▶ _JOB 1_:
Copy the entries word for word, everything from the line containing "Where can the cobblestone" down to the line containing "point(574, 89)", with both of those lines included.
▶ _JOB 2_:
Continue the article on the Rhodes, Wurlitzer, and Clavinet keyboards from the point where it stops.

▶ _SELECTION_:

Rhodes! Wurly! Clav!

 
Moderated by Stephen Fortner
 
 

Be thankful that the acoustic piano has always been too heavy to carry to most gigs and too expensive for most schools to fill classrooms with. Otherwise, the incentive to develop three of the most recognizable and soulful keyboards ever — the Rhodes and Wurlitzer electric pianos, and the Hohner Clavinet — might never have reached the tipping point. The unique sound of each is as popular today as ever, and original units in good condition have skyrocketed in value. What makes these keyboards sound so great, and what exactly is going on inside each that the software versions on pages 28–42 are trying to emulate? Keyboard wants you to know.

Let’s start out with the key feature of all three: they’re electro-mechanical. The mechanical aspect is a legacy of the acoustic piano. In each keyboard, hammers strike vibrating objects: tines in the Rhodes, reeds in the Wurlitzer, and strings in the Clavinet. The “electro” aspect is that pickups, much like those on an electric guitar, are what translate that vibration into voltage that eventually moves a speaker. From here, the three keyboards diverge in important ways.

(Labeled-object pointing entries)
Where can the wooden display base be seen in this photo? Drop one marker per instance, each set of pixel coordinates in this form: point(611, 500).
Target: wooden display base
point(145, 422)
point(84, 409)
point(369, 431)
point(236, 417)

* * *

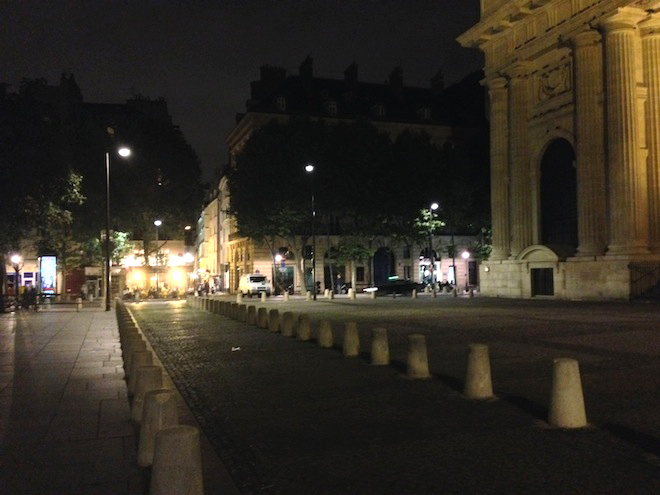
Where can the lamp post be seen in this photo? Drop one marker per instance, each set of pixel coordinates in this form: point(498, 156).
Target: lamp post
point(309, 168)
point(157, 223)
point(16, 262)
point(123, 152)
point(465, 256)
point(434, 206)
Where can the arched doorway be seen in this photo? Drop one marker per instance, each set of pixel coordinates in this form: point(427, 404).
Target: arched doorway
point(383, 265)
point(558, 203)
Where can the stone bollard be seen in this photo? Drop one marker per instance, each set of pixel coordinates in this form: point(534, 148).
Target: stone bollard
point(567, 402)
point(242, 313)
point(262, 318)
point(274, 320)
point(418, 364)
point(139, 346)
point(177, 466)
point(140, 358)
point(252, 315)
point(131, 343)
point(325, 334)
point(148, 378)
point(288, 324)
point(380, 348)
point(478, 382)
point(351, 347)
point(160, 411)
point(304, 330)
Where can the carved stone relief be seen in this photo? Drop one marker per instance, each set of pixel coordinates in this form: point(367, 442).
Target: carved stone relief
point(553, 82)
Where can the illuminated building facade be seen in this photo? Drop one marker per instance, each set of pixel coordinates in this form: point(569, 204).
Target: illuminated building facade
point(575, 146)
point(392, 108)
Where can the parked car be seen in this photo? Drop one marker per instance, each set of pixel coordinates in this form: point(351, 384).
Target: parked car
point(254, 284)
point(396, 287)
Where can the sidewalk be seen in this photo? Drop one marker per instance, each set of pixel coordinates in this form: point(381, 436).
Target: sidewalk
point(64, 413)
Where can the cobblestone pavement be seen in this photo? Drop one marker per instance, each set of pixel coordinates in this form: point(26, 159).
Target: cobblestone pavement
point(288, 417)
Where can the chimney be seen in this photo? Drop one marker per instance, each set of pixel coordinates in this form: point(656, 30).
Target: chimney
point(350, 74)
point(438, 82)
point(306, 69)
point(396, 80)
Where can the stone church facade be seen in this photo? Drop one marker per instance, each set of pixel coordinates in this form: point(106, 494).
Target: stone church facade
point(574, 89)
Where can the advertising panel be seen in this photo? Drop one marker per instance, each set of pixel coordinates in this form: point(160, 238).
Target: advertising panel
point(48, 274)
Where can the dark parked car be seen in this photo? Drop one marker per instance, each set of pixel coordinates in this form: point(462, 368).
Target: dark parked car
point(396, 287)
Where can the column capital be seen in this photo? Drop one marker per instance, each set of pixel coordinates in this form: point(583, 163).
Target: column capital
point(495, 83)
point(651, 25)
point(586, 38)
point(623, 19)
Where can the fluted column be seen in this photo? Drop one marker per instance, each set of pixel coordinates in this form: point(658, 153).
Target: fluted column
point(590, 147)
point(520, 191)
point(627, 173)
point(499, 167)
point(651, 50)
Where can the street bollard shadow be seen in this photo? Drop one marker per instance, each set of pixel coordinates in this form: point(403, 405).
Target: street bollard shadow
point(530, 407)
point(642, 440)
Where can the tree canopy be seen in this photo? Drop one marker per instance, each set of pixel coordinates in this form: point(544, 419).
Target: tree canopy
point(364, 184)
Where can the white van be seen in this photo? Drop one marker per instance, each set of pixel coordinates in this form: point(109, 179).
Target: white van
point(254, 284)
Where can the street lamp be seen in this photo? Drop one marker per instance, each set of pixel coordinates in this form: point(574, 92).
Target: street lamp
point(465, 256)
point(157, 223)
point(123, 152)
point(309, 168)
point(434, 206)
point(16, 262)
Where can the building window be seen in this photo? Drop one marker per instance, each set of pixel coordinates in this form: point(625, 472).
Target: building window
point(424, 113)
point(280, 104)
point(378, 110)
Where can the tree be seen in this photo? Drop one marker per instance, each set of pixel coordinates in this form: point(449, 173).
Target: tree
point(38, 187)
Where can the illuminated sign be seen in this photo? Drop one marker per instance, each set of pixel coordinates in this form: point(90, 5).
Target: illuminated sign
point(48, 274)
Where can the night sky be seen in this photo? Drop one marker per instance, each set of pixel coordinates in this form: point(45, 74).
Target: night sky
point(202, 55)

▶ _TASK RESULT 1_:
Where can the cobblestone pavement be seen in this photo? Drop one marker per instance, each set of pixel coordinates in this form: point(26, 159).
Target: cobblestone pavement
point(288, 417)
Where can the chimney be seen in this photo? Drop one marker per instance, each set of pixel coordinates in this form: point(656, 30).
Target: chimney
point(350, 74)
point(438, 82)
point(306, 69)
point(396, 80)
Where can the stone church facade be seen in this photo? Drop one marker per instance, each set of pixel coordinates in this form: point(106, 494).
Target: stone church facade
point(574, 89)

▶ _TASK RESULT 2_:
THE RHODES

“Rhodes” is almost synonymous with “electric piano.” Harold Rhodes’ first invention was the Xylette, a laptop piano made for injured Army Air Corps servicemen to play while recovering. The Rhodes pianos we’re familiar with today grew out of Mr. Rhodes meeting Leo Fender. In 1959, the two released a prototype of the Fender Rhodes Piano Bass, a keyboard bass made famous by Ray Manzarek of the Doors.

In 1965, CBS bought Fender and began producing Rhodes electric pianos. Beginning with the “sparkletop” (Mark 0), the line evolved through the Mark I (1970), Mark II (1979), and finally the Mark V (1984), which were the last Rhodes pianos of that era. For a time in the ’80s, Roland owned the name and put it on some keyboards, but these were digital, not electro-mechanical. Though Mr. Rhodes passed away in 2000, the company that bears his name is back with a new electro-mechanical piano: the Rhodes Mark 7. Based on the rare Mark V, prototypes debuted at this year’s winter NAMM show (see our Mar. ’07 issue), and full production is planned for early next year. If you’ve always wanted a real Rhodes, but didn’t want to hunt for a used one and refurbish it, 2008 could be your year!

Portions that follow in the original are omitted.